GIVEN INSTRUCTION:
Rewrite the listing below with every "door handle" changed to "door latch". Leave all other text unchanged.

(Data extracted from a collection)

++++++++++

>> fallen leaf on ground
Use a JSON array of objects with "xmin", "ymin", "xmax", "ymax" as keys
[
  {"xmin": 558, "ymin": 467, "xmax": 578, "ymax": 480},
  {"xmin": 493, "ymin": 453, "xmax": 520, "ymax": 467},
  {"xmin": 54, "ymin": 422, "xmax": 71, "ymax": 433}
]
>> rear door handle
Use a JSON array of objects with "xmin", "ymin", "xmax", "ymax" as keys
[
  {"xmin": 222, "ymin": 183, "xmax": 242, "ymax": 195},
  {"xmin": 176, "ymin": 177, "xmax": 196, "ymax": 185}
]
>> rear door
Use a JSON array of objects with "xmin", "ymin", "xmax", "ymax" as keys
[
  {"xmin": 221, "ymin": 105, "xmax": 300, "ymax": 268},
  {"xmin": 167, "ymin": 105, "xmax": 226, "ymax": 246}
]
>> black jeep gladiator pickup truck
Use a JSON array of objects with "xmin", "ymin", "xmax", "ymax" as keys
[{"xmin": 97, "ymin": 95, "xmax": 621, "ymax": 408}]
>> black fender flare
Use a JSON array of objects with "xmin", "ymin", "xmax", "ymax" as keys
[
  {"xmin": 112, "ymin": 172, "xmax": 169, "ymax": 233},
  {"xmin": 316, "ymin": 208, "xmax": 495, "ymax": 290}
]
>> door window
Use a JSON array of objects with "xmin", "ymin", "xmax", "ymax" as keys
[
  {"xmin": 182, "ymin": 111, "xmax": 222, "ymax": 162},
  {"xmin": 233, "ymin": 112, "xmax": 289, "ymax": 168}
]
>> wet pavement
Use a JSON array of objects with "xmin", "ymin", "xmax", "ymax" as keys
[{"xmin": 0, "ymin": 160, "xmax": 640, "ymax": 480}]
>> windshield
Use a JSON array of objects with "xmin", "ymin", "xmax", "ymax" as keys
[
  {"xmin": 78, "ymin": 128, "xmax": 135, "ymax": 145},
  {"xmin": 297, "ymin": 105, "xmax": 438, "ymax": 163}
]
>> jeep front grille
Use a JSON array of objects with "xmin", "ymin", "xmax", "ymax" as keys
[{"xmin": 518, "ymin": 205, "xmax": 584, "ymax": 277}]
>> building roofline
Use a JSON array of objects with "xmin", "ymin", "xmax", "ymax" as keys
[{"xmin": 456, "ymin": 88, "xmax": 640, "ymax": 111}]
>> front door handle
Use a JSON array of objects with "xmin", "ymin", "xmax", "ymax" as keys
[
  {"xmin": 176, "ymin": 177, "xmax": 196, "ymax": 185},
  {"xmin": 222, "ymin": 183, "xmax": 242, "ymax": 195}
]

++++++++++

THE COMPLETED TASK:
>> fallen leaf on ground
Use a JSON array of objects with "xmin", "ymin", "xmax", "ymax" as keys
[
  {"xmin": 558, "ymin": 467, "xmax": 578, "ymax": 480},
  {"xmin": 493, "ymin": 453, "xmax": 520, "ymax": 467},
  {"xmin": 54, "ymin": 422, "xmax": 71, "ymax": 433}
]
>> rear door latch
Use a JSON array of objects with "xmin", "ymin", "xmax", "ymax" as keys
[
  {"xmin": 222, "ymin": 183, "xmax": 242, "ymax": 195},
  {"xmin": 176, "ymin": 177, "xmax": 196, "ymax": 185}
]
>> rear door
Use a JSON array of objects with "xmin", "ymin", "xmax", "ymax" as keys
[
  {"xmin": 221, "ymin": 105, "xmax": 300, "ymax": 268},
  {"xmin": 167, "ymin": 105, "xmax": 226, "ymax": 246}
]
>> black jeep gladiator pickup truck
Use a JSON array of objects with "xmin", "ymin", "xmax", "ymax" as keys
[{"xmin": 97, "ymin": 95, "xmax": 621, "ymax": 408}]
>> black fender flare
Use a JSON array of objects with "xmin", "ymin", "xmax", "ymax" as keys
[
  {"xmin": 112, "ymin": 172, "xmax": 169, "ymax": 233},
  {"xmin": 316, "ymin": 208, "xmax": 495, "ymax": 290}
]
>> door window
Use a JSON array of objects with "xmin", "ymin", "xmax", "ymax" as keys
[
  {"xmin": 182, "ymin": 111, "xmax": 222, "ymax": 162},
  {"xmin": 233, "ymin": 112, "xmax": 289, "ymax": 168}
]
>> wet pavement
Use a JSON array of objects with "xmin", "ymin", "xmax", "ymax" as keys
[{"xmin": 0, "ymin": 160, "xmax": 640, "ymax": 480}]
>> windshield
Use a JSON array of objects with "xmin", "ymin", "xmax", "ymax" as keys
[
  {"xmin": 78, "ymin": 128, "xmax": 135, "ymax": 145},
  {"xmin": 297, "ymin": 105, "xmax": 438, "ymax": 163}
]
>> jeep front grille
Use a JSON array of objects with "xmin", "ymin", "xmax", "ymax" as keys
[{"xmin": 518, "ymin": 205, "xmax": 584, "ymax": 277}]
>> building roofline
Use a JSON array of objects with "xmin", "ymin", "xmax", "ymax" as keys
[{"xmin": 456, "ymin": 88, "xmax": 640, "ymax": 111}]
>> front door latch
Use a JSON array of objects with "xmin", "ymin", "xmax", "ymax" as keys
[
  {"xmin": 176, "ymin": 177, "xmax": 196, "ymax": 185},
  {"xmin": 222, "ymin": 183, "xmax": 242, "ymax": 195}
]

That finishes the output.